** DATASET follows **
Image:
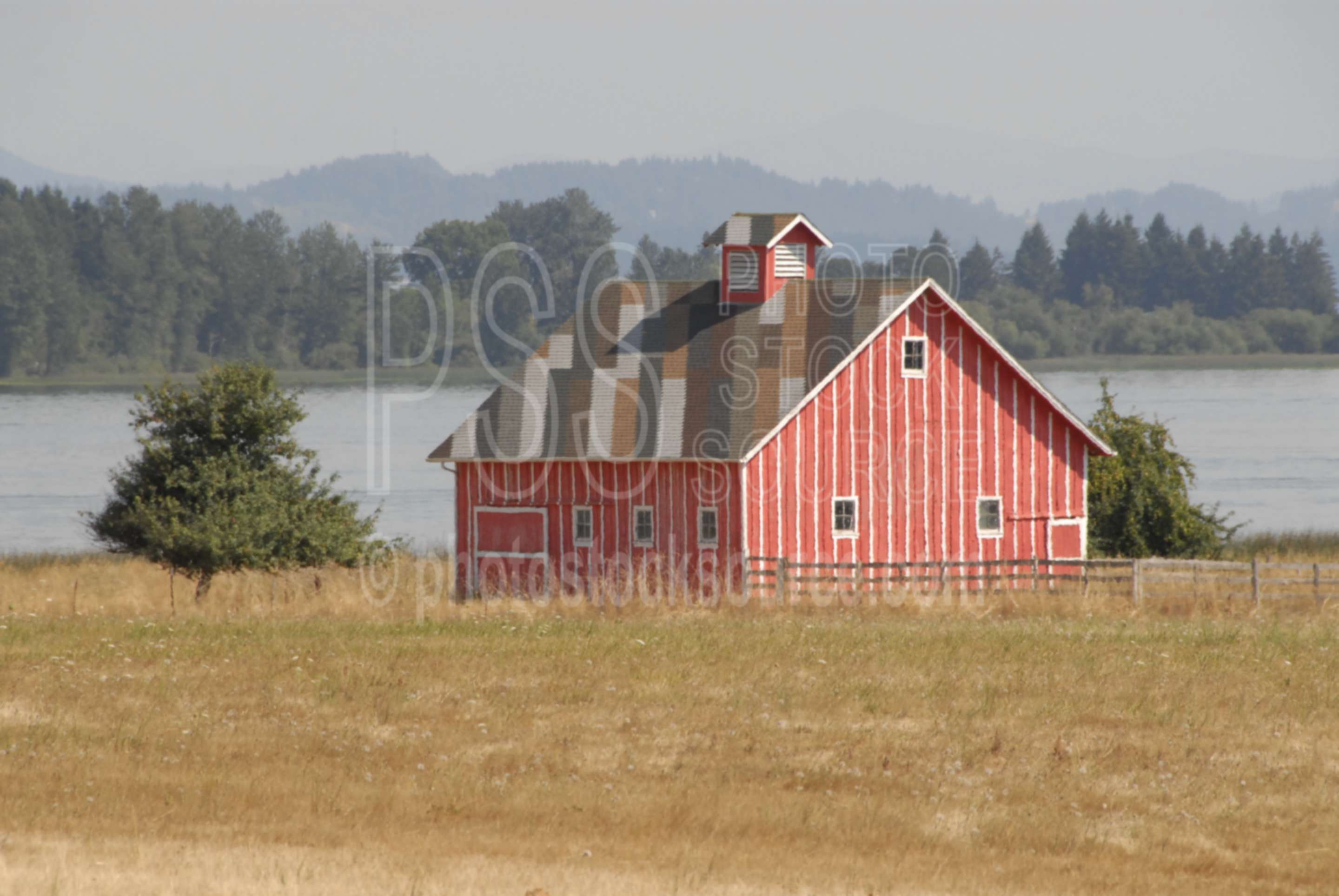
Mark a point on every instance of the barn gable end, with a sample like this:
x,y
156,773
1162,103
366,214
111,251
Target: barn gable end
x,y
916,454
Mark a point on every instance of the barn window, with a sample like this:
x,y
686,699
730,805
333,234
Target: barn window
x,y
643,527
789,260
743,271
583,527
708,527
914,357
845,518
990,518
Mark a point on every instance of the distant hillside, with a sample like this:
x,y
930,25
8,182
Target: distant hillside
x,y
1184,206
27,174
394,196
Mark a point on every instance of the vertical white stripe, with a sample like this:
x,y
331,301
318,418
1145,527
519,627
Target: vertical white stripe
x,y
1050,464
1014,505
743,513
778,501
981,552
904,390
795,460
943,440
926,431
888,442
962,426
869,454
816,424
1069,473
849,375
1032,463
** End of DATASET **
** DATASET follows **
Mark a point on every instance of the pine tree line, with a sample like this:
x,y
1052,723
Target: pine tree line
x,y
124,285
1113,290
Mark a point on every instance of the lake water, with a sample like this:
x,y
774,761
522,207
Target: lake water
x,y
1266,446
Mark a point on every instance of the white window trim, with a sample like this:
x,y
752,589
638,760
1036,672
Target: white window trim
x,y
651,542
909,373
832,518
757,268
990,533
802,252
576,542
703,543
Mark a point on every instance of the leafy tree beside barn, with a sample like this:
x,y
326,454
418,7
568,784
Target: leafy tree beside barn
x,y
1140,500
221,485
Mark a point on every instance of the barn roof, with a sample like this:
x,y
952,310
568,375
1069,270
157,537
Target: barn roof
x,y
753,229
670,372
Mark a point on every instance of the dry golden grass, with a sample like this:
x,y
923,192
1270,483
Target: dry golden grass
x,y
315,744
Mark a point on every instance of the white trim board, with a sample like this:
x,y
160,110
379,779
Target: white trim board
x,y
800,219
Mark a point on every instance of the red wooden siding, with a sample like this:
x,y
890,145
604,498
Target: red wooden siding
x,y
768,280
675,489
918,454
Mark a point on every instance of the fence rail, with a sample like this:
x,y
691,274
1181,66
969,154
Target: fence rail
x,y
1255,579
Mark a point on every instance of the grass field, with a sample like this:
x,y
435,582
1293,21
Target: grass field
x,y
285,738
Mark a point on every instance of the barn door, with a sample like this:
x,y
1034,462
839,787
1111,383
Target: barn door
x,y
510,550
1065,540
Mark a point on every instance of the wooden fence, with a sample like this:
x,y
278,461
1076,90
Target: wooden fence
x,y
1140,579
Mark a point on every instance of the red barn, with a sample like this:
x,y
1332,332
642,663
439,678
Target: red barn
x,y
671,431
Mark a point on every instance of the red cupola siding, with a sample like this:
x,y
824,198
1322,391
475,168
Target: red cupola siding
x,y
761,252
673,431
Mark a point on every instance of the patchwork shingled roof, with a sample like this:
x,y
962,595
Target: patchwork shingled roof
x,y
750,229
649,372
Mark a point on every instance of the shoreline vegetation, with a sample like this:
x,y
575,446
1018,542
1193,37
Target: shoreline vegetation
** End of DATASET **
** DATASET follows **
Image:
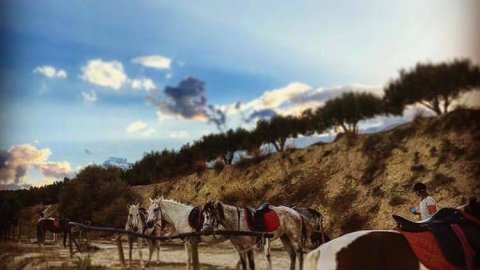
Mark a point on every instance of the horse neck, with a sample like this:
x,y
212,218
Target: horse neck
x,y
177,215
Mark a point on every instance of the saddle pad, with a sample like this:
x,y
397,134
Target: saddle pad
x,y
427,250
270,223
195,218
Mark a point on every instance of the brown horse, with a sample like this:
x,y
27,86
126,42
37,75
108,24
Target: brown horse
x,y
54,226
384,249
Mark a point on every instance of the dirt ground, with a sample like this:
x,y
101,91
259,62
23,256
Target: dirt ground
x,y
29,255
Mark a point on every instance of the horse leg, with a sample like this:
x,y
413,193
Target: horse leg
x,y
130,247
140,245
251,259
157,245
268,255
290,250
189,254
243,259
** End of DATASET **
== YOUR ASSIGNMENT ==
The answer should be all lines from the entries above that hold the word "vegetation".

== EXERCISE RESULT ==
Mark a point on every instance of the shoreline vegetation, with a sample like this:
Target: shoreline vegetation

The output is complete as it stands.